begin

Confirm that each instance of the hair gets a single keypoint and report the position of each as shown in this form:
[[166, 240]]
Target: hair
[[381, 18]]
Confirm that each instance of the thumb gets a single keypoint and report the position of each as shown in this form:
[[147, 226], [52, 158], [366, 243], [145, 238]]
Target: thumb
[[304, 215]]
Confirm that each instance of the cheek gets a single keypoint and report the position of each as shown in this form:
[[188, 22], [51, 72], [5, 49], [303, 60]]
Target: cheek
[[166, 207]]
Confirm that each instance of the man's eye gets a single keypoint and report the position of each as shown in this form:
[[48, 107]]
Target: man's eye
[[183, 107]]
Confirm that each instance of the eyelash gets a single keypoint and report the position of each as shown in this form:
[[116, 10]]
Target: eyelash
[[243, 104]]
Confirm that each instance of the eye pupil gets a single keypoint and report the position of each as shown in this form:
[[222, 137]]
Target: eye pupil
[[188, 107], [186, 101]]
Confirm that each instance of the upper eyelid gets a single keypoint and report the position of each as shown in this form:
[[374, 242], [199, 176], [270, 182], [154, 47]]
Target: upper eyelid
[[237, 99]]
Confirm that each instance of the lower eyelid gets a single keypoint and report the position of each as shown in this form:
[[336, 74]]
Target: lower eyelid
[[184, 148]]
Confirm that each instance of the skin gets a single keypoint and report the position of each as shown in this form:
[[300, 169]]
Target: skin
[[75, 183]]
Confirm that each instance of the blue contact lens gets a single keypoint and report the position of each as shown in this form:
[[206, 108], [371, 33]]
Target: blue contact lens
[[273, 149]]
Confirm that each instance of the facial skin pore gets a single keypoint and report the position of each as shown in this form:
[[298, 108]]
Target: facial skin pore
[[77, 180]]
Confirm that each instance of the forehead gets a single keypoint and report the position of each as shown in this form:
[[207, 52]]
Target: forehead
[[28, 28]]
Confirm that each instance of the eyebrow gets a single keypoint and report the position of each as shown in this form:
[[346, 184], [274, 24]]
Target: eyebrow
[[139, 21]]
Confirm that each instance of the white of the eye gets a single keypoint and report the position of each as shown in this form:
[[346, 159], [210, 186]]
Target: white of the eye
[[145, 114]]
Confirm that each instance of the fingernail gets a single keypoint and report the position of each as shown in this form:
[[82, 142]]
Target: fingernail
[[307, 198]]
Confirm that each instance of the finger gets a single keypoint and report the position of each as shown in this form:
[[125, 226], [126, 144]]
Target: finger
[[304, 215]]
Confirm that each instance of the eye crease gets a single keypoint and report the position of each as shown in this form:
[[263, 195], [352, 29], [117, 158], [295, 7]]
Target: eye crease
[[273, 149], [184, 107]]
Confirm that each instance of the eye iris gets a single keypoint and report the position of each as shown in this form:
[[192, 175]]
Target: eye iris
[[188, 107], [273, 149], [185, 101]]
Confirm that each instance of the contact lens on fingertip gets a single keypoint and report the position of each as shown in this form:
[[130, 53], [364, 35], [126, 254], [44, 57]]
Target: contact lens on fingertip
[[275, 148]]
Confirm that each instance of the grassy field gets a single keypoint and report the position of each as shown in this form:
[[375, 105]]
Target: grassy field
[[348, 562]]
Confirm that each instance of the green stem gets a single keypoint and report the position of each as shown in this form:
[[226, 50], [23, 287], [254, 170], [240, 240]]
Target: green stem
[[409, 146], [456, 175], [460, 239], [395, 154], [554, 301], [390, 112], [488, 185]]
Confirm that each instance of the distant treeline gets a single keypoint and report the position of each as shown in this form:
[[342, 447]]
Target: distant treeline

end

Please copy out all of the lines above word for word, changing nothing.

Confirm that each instance of the hair gets a single keypoint and report the position of each as shown in this form:
[[166, 240]]
Target: hair
[[381, 18]]
Confirm that each instance of the thumb gets a single keypoint and report the position of each as shown in this form:
[[147, 226], [52, 158], [366, 243], [145, 238]]
Target: thumb
[[304, 215]]
Confirm that each instance of the cheek gets a single keypoint and report the position of each as shown in this form:
[[188, 22], [51, 72], [5, 49], [303, 60]]
Target: cheek
[[166, 207]]
Confirm that each instance of the man's eye gets a single keypoint and report the position of each as shown in this form:
[[48, 107]]
Target: man's eye
[[183, 107]]
Confirm that each instance of the eyelash gets a single keypoint and report the position of each as shown in this form:
[[116, 10]]
Target: eyelash
[[243, 104]]
Confirm that each instance of the eye pupil gets a single keypoint and report the position of each as shown in this form:
[[222, 137]]
Target: eye pupil
[[188, 107], [186, 101]]
Confirm that each instance of the upper eyelid gets a single keypoint and report the position of each as shown in this form:
[[374, 242], [199, 176], [270, 182], [154, 47]]
Target: upper eyelid
[[237, 99]]
Confirm that each instance of the lower eyelid gets a single keypoint and report the position of each as shown in this form:
[[336, 74]]
Target: lower eyelid
[[184, 148]]
Confirm that each instance of the skin gets a single keypoint and report the position of each as shown in this form:
[[300, 169]]
Target: skin
[[75, 183]]
Confirm that each instance of the blue contact lens gets a single keypoint and report the position of each as shown in this form:
[[206, 108], [371, 33]]
Target: blue contact lens
[[273, 149]]
Confirm that each instance of the facial skin pore gets a single keypoint and report the position of each as shown in this form:
[[298, 108]]
Target: facial skin pore
[[77, 180]]
Confirm that each instance of the forehead gets a single keypoint and report the position of each as shown in this form:
[[207, 52]]
Target: forehead
[[28, 28]]
Confirm that each instance of the eyebrow gets a single keypoint and report the position of each as shown in this form:
[[346, 184], [274, 24]]
Target: eyebrow
[[139, 21]]
Confirm that each instance of the white of the eye gets a single keypoint and report the position of each as shown in this form:
[[346, 159], [210, 186]]
Target: white of the eye
[[145, 114]]
Confirm that each instance of the fingernail gets a single keypoint and report the position of each as shown in this form:
[[82, 142]]
Target: fingernail
[[307, 198]]
Confirm that each instance of the finger gets a single keypoint and report the position of each as shown in this form:
[[125, 226], [126, 144]]
Target: finger
[[304, 215]]
Confirm that each instance of the eye crease gets a single keypoint and report the position of each as shown in this form:
[[263, 195], [352, 29], [117, 158], [295, 7]]
Target: eye crease
[[273, 149], [184, 107]]
Confirm that each instance of the eye iris gets a single keypoint and report the position of each as shown in this form:
[[192, 175]]
Target: eye iris
[[188, 107], [273, 149], [185, 101]]
Confirm that each instance of the contact lens on fingertip gets a single keypoint and report the position of each as shown in this form:
[[130, 53], [364, 35], [126, 254], [44, 57]]
Target: contact lens on fingertip
[[275, 148]]
Confirm that each instance of the grassy field gets a single keypoint and report the position of each as shown in this form:
[[375, 105]]
Target: grassy field
[[348, 562]]
Confirm that each instance of the green stem gets a single keypoint and report the position of each as shown in this form:
[[226, 50], [23, 287], [254, 170], [240, 240]]
Target: green stem
[[409, 146], [456, 175], [460, 239], [395, 154], [554, 301], [390, 112], [488, 185]]
Confirm that each instance of the distant treeline gets a single keypoint and report the position of each as shown in this form:
[[342, 447]]
Target: distant treeline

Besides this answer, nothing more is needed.